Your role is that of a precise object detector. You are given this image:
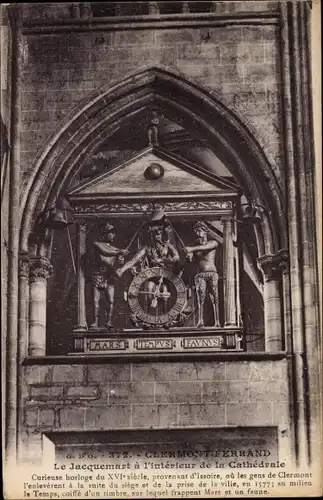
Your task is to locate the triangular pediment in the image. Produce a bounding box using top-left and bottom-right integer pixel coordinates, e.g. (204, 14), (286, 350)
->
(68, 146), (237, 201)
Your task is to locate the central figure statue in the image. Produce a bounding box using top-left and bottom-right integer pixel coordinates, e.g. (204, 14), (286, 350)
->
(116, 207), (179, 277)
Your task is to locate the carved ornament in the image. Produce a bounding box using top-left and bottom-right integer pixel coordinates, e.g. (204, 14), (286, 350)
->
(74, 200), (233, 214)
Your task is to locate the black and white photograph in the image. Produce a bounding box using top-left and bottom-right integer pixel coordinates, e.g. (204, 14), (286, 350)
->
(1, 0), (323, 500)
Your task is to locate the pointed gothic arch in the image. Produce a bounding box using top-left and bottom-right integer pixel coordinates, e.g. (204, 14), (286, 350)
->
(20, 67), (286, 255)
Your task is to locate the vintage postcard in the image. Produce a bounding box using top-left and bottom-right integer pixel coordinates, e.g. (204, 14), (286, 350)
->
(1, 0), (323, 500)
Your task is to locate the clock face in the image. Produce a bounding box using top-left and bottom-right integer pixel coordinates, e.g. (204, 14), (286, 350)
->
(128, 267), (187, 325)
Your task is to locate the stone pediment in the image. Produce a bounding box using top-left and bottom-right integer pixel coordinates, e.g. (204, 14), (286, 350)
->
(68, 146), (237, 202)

● ● ● ● ●

## What you will do
Convert all of the data above into a two-column CSV with the header input,output, giving one row per answer: the text that leads to it under input and the answer under output. Wrap each field in double quotes, replace line breaks with spaces, and leave the pictures out.

## Solved problem
input,output
"Your role is that of a precise object detector. You are given this image: Your task is to locate the triangular pediment in the image. Produce a bounding box using top-left and bottom-right integer pixel coordinates, e.g. (204, 14), (286, 350) ->","(68, 146), (237, 201)"
"Your task is to locate the central figure statue in the image. Produce a bounding box using top-left and bottom-right integer pixel coordinates, e.g. (204, 14), (286, 350) ->","(116, 207), (179, 277)"
"Your task is to locate the carved ornament in the image. Produce a bounding box using top-left and bottom-right integer pixel coordinates, e.g. (204, 14), (286, 350) ->","(74, 200), (233, 214)"
"Your task is to locate the black and white photograph in the image. Produce a bounding box using top-left and bottom-right integer pixel coordinates, e.g. (204, 14), (286, 350) ->","(1, 0), (323, 500)"
"Your task is to locate the pointed gothic arch in the image. Produce a bounding box using top-left and bottom-right integer pixel coordinates, e.g. (204, 14), (286, 350) ->","(20, 67), (286, 255)"
"Your task is to locate the vintage postcard in the image. Produce a bounding box using top-left and bottom-right integer pixel coordinates, e.g. (204, 14), (286, 350) ->","(1, 0), (323, 500)"
"Your task is to locate the clock face in the image. Produce a bounding box using top-left and bottom-right integer pixel coordinates, e.g. (204, 14), (286, 350) ->","(128, 267), (187, 325)"
"Your task is to locate the stone pediment in the image. Produce a bounding box using top-left and bottom-right integer pixel coordinates, e.g. (204, 14), (286, 350) ->","(68, 146), (237, 202)"